• TESTO DA LEGGERE:
· · · · · · ·

L’ultima parte di mostra è dedicata a quelle che danno il titolo all’esposizione, quelle “divine avanguardie” rappresentate dalle donne che si adoperarono per affermare se stesse e il proprio stile nel panorama artistico russo ed europeo. Il punto di svolta, per le artiste russe, è rappresentato dalla metà del XIX secolo, quando molte di loro poterono iniziare, al pari dei colleghi, a viaggiare e a formarsi all’estero, a Parigi soprattutto: alla fine del secolo, varie erano le donne che esponevano insieme agli uomini e che partecipavano alle associazioni degli artisti. Con i primi anni del ‘900, nacque una storica definizione della critica, che chiamò “Amazzoni delle Avanguardie” un gruppo di artiste che contribuì, anche dopo la Rivoluzione, all’affermazione dell’Arte russa nel Mondo. Forse, la prima Amazzone è stata proprio quella Zinaida Serebrjakova che, dopo le prove “di maternità”, poté, nel 1923, entrare nei camerini del Teatro Marinskij di Mosca e ritrarre le ballerine: prova ne è la bellissima tela Camerino. Fiocchi di neve, del 1923, in cui fortissimo è l’influsso impressionista di Degas, messa a pendant con il suo autoritratto, opera intima e profonda, come testimoniato dallo sguardo penetrante.

· · · · · · ·

• ATTIVITÀ DA SVOLGERE:
**a.** Nel testo sulle artiste russe delle avanguardie, individua tutte le espressioni racchiuse tra virgolette doppie e riportale nell'ordine in cui compaiono.
**b.** Prosegui il testo sulle artiste russe delle avanguardie con un nuovo paragrafo che segua l'ultima frase.

• MATERIALE FORNITO:
· · · · · · ·

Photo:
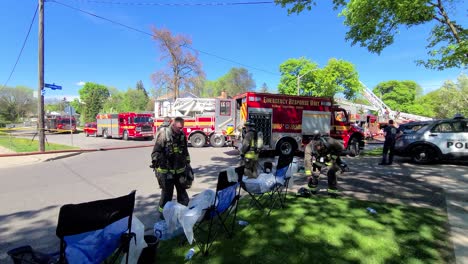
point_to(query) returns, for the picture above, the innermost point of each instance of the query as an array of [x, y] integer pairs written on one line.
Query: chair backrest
[[93, 230], [284, 161], [226, 191]]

· · · · · · ·

• RISPOSTE ALLE ATTIVITÀ:
**a.**
“divine avanguardie”
“Amazzoni delle Avanguardie”
“di maternità”

**b.**
Zinaida fu una apripista, in quanto, reduce da alcuni anni a Parigi, al suo ritorno in Russia, fece conoscere le innovazioni delle prime avanguardie francesi, dai Fauves agli albori del Surrealismo, anche se fu Natalja Goncarova a raggiungere l’apice creativo delle “Amazzoni”, tra gli anni Dieci e Venti, a cavallo della Rivoluzione, superando il figurativo puro e realistico in nome di un avvicinamento al Futurismo, chiamato Raggismo. Natalja rimase affascinata dalle opere di Boccioni, Balla e Carrà, tanto da approfondirne le tendenze dinamiche accostandole alla staticità ieratica e arcaica delle pitture murali delle chiese ortodosse. Su di lei, fu notevole anche l’influsso del primitivismo del marito, Michail Larionov: lo stile di Natalja parte dal figurativo, rivalutando le tradizioni popolari russe, le icone, i giocattoli in legno e quanto altro faccia parte del repertorio folk russo, per arrivare a una forma di neoprimitivismo legato alle tradizioni popolari, proprio negli anni di grandi cambiamenti sociali, sganciato da quello stilizzante di Larionov: testimonianza è la bellissima Inverno (1908), in cui il dettaglio naturale minuzioso supera l’elementarità con cui sono raffigurati i passanti in primo piano, con un tocco quasi naif.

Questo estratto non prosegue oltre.